TO BE DONE -
Copy the data exactly; pictures stay out of the copy.

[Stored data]
####################

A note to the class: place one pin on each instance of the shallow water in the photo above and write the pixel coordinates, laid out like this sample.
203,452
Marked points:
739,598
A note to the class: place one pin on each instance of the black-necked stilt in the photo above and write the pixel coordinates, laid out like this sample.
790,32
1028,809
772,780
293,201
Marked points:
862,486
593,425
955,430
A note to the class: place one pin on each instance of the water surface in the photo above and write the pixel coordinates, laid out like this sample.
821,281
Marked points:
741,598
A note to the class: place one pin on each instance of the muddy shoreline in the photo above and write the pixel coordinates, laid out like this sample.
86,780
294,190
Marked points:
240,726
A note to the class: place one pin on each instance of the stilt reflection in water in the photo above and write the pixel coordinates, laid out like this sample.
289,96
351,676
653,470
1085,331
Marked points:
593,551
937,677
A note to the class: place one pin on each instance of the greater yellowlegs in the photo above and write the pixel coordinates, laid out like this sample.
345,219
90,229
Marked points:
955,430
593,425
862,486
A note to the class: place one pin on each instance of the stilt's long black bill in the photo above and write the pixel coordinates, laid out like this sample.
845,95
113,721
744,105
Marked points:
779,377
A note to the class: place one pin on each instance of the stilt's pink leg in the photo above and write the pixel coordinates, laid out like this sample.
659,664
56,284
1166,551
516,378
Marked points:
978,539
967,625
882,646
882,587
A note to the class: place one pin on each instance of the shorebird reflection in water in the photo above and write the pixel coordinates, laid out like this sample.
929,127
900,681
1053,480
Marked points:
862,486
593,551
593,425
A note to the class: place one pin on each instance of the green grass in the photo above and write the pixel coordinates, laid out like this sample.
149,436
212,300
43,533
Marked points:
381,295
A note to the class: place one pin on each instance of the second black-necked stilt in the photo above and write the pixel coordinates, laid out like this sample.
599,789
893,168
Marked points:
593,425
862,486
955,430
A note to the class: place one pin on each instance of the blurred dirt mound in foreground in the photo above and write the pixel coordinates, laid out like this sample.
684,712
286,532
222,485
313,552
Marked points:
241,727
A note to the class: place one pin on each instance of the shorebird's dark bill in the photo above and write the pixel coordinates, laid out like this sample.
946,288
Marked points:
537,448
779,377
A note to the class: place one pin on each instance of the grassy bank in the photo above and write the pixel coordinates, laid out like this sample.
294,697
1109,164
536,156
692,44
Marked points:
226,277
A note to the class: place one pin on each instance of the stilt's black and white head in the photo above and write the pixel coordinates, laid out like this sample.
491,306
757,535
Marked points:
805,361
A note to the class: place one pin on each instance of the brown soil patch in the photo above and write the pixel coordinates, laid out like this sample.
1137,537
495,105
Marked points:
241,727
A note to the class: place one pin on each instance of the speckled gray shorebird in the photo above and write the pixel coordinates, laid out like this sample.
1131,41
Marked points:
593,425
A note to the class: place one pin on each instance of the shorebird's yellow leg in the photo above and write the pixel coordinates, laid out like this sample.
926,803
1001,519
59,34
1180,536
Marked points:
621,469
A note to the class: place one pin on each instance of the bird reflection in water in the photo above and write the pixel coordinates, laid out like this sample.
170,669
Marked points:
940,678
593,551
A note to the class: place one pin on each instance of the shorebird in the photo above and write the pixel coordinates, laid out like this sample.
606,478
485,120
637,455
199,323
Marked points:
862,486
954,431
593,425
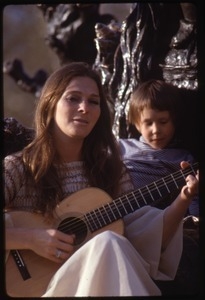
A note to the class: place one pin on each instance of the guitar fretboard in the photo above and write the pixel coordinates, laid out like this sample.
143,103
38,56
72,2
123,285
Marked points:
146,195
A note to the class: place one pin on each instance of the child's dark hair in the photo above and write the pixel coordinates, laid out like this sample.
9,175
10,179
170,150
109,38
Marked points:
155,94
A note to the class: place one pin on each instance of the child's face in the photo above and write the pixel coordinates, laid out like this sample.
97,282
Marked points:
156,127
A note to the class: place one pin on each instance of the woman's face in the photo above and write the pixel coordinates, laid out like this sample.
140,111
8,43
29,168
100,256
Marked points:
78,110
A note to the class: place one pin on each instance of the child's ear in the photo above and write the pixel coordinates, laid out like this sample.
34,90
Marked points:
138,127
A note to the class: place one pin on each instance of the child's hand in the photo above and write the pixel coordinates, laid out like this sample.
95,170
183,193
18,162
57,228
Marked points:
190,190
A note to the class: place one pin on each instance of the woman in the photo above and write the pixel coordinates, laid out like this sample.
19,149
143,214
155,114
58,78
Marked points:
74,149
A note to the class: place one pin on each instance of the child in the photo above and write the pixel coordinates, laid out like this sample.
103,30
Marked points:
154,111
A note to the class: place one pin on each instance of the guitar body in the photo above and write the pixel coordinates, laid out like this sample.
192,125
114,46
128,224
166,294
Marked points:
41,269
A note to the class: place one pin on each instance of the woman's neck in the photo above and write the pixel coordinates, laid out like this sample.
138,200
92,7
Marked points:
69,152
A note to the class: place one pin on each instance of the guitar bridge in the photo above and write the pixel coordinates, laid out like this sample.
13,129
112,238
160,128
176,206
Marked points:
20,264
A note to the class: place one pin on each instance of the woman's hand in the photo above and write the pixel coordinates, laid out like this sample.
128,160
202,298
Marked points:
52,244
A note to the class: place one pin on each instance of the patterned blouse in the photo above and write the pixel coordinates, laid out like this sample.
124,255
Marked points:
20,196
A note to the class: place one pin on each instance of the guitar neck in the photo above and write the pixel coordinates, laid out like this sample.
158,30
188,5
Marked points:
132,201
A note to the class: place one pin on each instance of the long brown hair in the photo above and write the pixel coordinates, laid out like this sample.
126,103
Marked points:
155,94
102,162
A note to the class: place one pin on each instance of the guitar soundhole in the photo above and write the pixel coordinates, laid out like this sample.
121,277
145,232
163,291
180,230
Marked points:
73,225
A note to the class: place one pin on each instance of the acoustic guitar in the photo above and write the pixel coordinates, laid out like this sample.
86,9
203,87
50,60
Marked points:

####################

ANSWER TO THE EXERCISE -
A note to the class: place one pin on each instance of the shallow water in the photo above and write the pixel coordinates, laid out like this sample.
203,452
Marked points:
739,598
A note to the class: place one pin on each instance of the black-necked stilt in the photo above and write the pixel coordinates, laid out like this sample.
790,32
1028,809
772,780
293,201
Marked points:
862,486
593,425
955,430
A note to the class: place one pin on each instance of the water surface in the photo above and write the pixel coordinates, laid out like this sample.
821,281
Marked points:
741,598
A note to the class: place one pin on each instance of the muddy shoreline in the photo above and write the pixel coordinates, laid out like this sample.
86,780
294,190
Marked points:
240,726
A note to the class: place one pin on each instance of the stilt reflection in water in the photo above and write the pixel coordinates, laid out like this sample.
289,96
351,676
653,470
1085,331
Marked points:
593,551
937,677
A note to the class: place one pin on each instance of the greater yellowlegs in the photo above and write the pixel coordinates, laid out like this sample.
345,219
90,229
Marked points:
955,430
593,425
862,486
A note to the class: place one pin on each instance of the stilt's long black bill in the photo above and write the pixel coordinates, laid out like this sample.
845,95
113,721
744,105
Marked points:
779,377
A note to the class: place one pin on each instance of the stilt's pink leg in the photo above and write the pixel coordinates, laid out like this sample.
659,664
56,284
1166,551
516,378
Marked points:
978,539
967,625
882,646
882,587
A note to the class: place one pin on each instance of the shorebird reflection in water in the photo above and write the pixel coordinates, laid out like this sample.
929,127
900,681
1053,480
Marked points:
862,486
593,551
593,425
A note to the class: place one pin on each instance of the green grass in the photo above and write the pixel coordinates, laid out like this sample.
149,436
212,300
43,533
Marked points:
381,295
A note to the class: place one pin on each instance of the second black-necked stilt in the photo above and write the pixel coordinates, laid out like this sample.
599,789
893,168
Marked points:
593,425
862,486
955,430
A note to the class: place one pin on each instance of the blurred dirt mound in foreground in the photo above and write the pixel coordinates, laid out like this sample.
684,712
286,532
222,485
313,552
Marked points:
241,727
A note to the class: place one pin on each instance of the shorebird's dark bill in the photo above and write the pixel coordinates, laid out like this sample.
946,288
Marked points:
537,448
779,377
A note to the class: place one pin on each instance of the grassy bank in the photo above and write the pixel coordinates, laid out like this sample.
294,697
1109,164
536,156
692,44
Marked points:
226,277
A note to the class: place one pin on each instance of the stilt's black and white head in the photo above and write the pixel coordinates, laid out like this sample.
491,306
757,535
Marked points:
805,361
A note to the class: place one pin on each instance of the brown soil patch in the photo above and write the pixel coordinates, laid out like this sample.
1137,537
495,105
Marked points:
241,727
A note to the class: place one pin on each instance of the speckled gray shorebird in the photo above and write the pixel coordinates, laid out like this sample.
1131,41
Marked points:
593,425
A note to the class: place one pin on each instance of the shorebird's yellow leg in the photo above and write the pixel coordinates, laid out like this sample.
926,803
1001,519
59,34
1180,536
Marked points:
621,469
A note to the class: place one pin on each instance of the bird reflection in water in the photo above and write the pixel coordinates, laid out like this sample.
170,669
Marked points:
940,678
593,551
A note to the class: place one pin on each instance of the shorebird in the photo above and write the pixel coordinates, laid out like this sample.
606,478
485,120
637,455
199,323
Marked points:
862,486
954,431
593,425
A note to the class: place one pin on each instance of the guitar fretboard in the photo above and write the pixel coordinates, laid out like this sample.
143,103
38,56
72,2
123,285
Marked points:
146,195
A note to the class: place one pin on each instance of the child's dark hair in the photo above and write the pixel coordinates, laid out like this sample.
9,175
10,179
170,150
109,38
Marked points:
155,94
A note to the class: place one pin on each instance of the child's face in the photo above and write the pixel coordinates, laid out like this sample.
97,282
Marked points:
156,127
A note to the class: place one pin on each instance of the woman's face in the photo above and write the pixel coordinates, laid out like this sample.
140,111
8,43
29,168
100,256
Marked points:
78,110
A note to the class: place one pin on each instance of the child's ear in the photo above and write the pixel coordinates, laid out like this sample.
34,90
Marked points:
138,127
A note to the class: place one pin on each instance of the child's hand in the photo above and write the pixel coordinates, laid out like this sample.
95,170
183,193
18,162
57,228
Marked points:
190,190
A note to the class: place one pin on each instance of the woman in the photo above and write the pixel coordinates, laid out like this sample.
19,149
143,214
155,114
58,78
Marked points:
74,149
A note to the class: place one pin on each instance of the child in the photo above and write the pixel coordinates, laid out like this sample.
103,30
Marked points:
154,111
A note to the class: place one pin on each instance of the guitar body in the photo above and write the pixel coordinates, laid out like this sample.
192,125
114,46
128,224
166,294
Marked points:
41,269
A note to the class: place one pin on each instance of the woman's neck in the photo above and write the pixel coordinates, laid out like this sample.
138,200
92,7
Marked points:
69,152
A note to the class: place one pin on each instance of the guitar bridge in the photo above and write the pixel coordinates, laid out like this sample.
13,129
112,238
160,128
176,206
Marked points:
20,264
A note to the class: place one pin on each instance of the woman's hand in the photo above and write the pixel coordinates, laid out like this sample.
128,160
202,298
Marked points:
52,244
A note to the class: place one pin on each instance of the patterned blouse in the photo above and write the pixel coordinates, laid out like this sample.
124,255
Marked points:
20,196
A note to the class: place one pin on each instance of the guitar neck in the photo above and write the pixel coordinates, laid out like this sample.
158,30
188,5
Marked points:
132,201
A note to the class: place one pin on each instance of the long brown hair in the photo above and write the pixel coordinates, laid out like this sample.
126,103
Marked points:
155,94
102,162
A note to the class: place one pin on each instance of the guitar soundhole in the photo above and write the pixel coordinates, laid out like this sample.
121,277
145,232
163,291
180,230
Marked points:
73,225
A note to the class: place one pin on each instance of the acoustic guitar in the photo above and write the pixel coordinates, laid out like this sample.
86,9
203,87
50,60
Marked points:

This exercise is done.